• [DIRECTIONS]: All lines from the one containing "Target: sky" through the final line of the records below should be reproduced exactly, with the pictures left out.

• [DATASET CONTENT]:
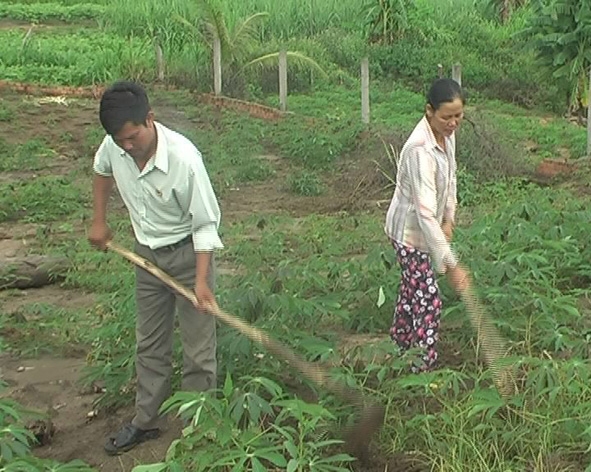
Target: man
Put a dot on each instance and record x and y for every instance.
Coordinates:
(175, 217)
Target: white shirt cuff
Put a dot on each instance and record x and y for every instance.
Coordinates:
(206, 239)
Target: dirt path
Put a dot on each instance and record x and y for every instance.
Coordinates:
(51, 385)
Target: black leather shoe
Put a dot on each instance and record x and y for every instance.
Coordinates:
(128, 437)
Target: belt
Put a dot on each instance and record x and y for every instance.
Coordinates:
(171, 247)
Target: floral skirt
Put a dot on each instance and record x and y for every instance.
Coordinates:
(418, 308)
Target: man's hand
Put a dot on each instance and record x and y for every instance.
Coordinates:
(99, 235)
(458, 278)
(448, 229)
(205, 297)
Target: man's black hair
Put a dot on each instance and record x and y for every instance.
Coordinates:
(123, 102)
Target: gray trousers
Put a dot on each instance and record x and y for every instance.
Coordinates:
(156, 306)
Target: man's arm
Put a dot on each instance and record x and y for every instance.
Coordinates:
(100, 234)
(101, 190)
(206, 215)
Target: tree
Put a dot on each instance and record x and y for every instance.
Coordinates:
(386, 20)
(233, 48)
(560, 31)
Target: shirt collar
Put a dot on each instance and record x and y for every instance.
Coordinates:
(429, 136)
(160, 159)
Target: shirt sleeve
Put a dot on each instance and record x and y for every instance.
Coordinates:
(204, 208)
(452, 198)
(422, 169)
(102, 158)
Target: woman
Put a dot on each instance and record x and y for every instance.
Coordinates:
(420, 221)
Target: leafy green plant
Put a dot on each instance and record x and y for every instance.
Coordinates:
(560, 34)
(252, 428)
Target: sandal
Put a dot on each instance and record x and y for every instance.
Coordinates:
(128, 437)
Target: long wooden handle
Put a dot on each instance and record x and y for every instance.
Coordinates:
(312, 371)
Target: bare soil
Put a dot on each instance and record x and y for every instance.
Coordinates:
(50, 385)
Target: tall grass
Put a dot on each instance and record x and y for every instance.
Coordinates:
(333, 33)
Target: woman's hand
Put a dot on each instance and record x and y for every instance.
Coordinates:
(448, 229)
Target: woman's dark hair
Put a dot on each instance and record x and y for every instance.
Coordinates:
(121, 103)
(444, 90)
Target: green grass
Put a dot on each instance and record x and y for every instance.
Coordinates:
(314, 282)
(37, 12)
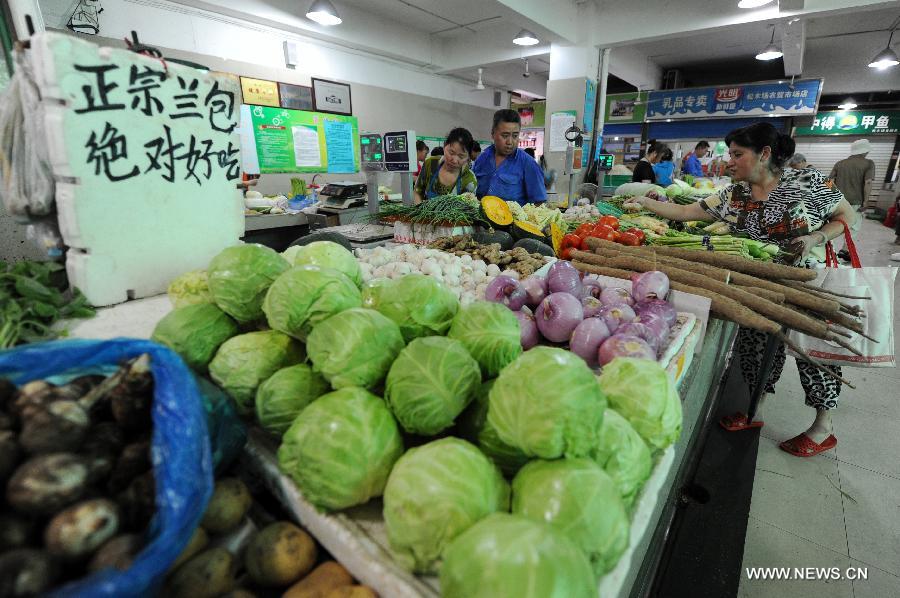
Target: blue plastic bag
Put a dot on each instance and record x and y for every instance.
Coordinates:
(180, 451)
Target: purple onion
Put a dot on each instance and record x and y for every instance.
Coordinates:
(558, 315)
(507, 291)
(563, 277)
(591, 306)
(616, 295)
(587, 338)
(527, 328)
(643, 331)
(623, 345)
(536, 289)
(658, 307)
(616, 315)
(649, 285)
(591, 287)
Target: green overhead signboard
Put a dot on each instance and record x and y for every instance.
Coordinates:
(853, 122)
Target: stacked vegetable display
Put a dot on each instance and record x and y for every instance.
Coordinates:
(349, 378)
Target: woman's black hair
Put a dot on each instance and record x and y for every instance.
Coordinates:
(759, 135)
(461, 136)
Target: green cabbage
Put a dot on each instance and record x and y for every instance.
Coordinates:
(434, 493)
(305, 295)
(421, 305)
(511, 555)
(577, 497)
(240, 276)
(473, 426)
(195, 332)
(490, 332)
(644, 394)
(243, 362)
(354, 348)
(190, 288)
(328, 254)
(623, 454)
(430, 383)
(547, 403)
(281, 398)
(341, 448)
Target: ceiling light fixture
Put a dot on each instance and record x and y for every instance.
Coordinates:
(886, 58)
(526, 38)
(770, 52)
(323, 12)
(753, 3)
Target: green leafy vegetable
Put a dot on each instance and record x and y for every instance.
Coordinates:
(623, 454)
(243, 362)
(435, 492)
(419, 304)
(577, 497)
(354, 348)
(490, 332)
(547, 403)
(281, 398)
(642, 392)
(430, 383)
(195, 332)
(31, 301)
(305, 295)
(341, 448)
(512, 555)
(240, 276)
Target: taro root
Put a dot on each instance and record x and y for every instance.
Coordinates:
(43, 485)
(26, 572)
(117, 553)
(60, 426)
(134, 460)
(82, 528)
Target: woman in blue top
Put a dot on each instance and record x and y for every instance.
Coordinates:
(664, 169)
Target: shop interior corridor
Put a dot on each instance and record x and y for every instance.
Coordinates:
(841, 508)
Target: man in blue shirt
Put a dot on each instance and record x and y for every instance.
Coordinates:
(692, 164)
(506, 171)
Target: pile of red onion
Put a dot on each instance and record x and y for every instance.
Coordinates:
(598, 323)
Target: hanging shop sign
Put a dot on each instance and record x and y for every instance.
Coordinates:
(857, 122)
(626, 107)
(778, 98)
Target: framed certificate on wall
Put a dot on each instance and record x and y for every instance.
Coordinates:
(331, 96)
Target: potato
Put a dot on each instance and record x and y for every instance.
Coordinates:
(226, 509)
(197, 543)
(82, 528)
(279, 554)
(324, 578)
(208, 574)
(43, 485)
(26, 572)
(352, 592)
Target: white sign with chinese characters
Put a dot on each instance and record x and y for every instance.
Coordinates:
(146, 155)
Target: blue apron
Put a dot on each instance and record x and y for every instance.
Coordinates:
(429, 190)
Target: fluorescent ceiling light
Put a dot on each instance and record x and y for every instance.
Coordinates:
(323, 13)
(526, 38)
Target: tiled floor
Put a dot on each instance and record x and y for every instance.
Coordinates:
(842, 508)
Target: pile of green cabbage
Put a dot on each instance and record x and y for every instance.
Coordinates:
(435, 492)
(643, 393)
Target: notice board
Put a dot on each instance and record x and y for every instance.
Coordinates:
(284, 140)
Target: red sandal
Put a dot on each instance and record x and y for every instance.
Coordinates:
(738, 421)
(804, 446)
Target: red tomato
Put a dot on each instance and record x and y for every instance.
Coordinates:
(610, 221)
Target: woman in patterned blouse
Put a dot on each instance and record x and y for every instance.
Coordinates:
(797, 210)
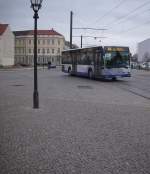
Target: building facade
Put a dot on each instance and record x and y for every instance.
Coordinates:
(144, 50)
(6, 45)
(50, 44)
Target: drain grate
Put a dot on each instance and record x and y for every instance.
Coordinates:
(84, 87)
(17, 85)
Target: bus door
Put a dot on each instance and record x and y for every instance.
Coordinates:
(97, 63)
(74, 63)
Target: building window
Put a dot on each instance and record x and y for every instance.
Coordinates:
(47, 50)
(43, 51)
(58, 50)
(48, 41)
(52, 41)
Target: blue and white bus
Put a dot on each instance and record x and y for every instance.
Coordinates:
(108, 62)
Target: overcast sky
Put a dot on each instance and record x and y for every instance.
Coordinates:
(127, 21)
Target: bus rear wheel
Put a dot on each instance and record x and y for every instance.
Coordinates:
(90, 74)
(69, 71)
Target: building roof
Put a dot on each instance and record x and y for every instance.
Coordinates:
(3, 27)
(39, 32)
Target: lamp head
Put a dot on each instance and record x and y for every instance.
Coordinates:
(36, 4)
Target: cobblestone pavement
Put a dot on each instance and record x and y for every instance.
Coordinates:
(82, 126)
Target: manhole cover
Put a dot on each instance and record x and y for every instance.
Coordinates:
(84, 87)
(17, 85)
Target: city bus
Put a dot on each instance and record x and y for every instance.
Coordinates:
(109, 62)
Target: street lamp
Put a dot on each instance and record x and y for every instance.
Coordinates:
(35, 5)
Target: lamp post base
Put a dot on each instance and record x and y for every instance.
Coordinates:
(35, 100)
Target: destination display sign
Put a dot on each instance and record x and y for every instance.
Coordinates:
(116, 49)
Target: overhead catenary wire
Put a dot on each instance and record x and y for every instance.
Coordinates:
(128, 14)
(110, 11)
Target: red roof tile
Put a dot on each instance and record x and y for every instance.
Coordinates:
(3, 28)
(39, 32)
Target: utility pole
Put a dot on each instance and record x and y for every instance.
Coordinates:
(81, 41)
(71, 21)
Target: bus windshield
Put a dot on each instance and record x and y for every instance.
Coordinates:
(117, 59)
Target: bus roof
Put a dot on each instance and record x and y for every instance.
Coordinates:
(94, 47)
(108, 48)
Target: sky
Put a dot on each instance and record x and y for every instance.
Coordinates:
(126, 22)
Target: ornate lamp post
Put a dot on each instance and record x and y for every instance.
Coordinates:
(35, 5)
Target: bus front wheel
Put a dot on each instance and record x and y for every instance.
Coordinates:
(90, 74)
(69, 71)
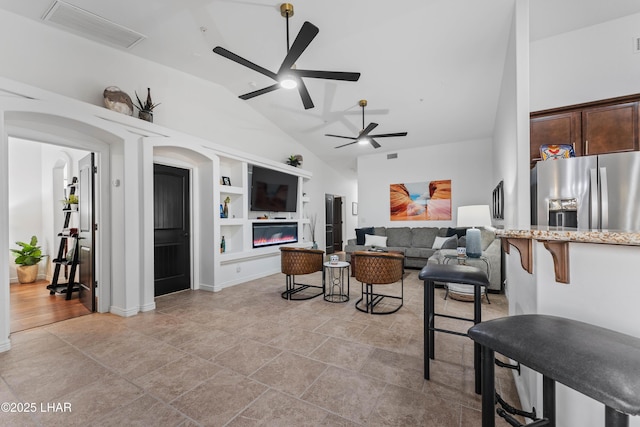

• [EXPECTED ANSWER]:
Target: sky
Put a dot on each instance and record x and y for every instance.
Coordinates:
(126, 22)
Target: ornate lamp post
Put a dot on each instance and record x and y for every instance.
Coordinates:
(35, 5)
Target: bus front wheel
Put a dot on each instance and record x and y for every instance.
Coordinates:
(90, 74)
(69, 71)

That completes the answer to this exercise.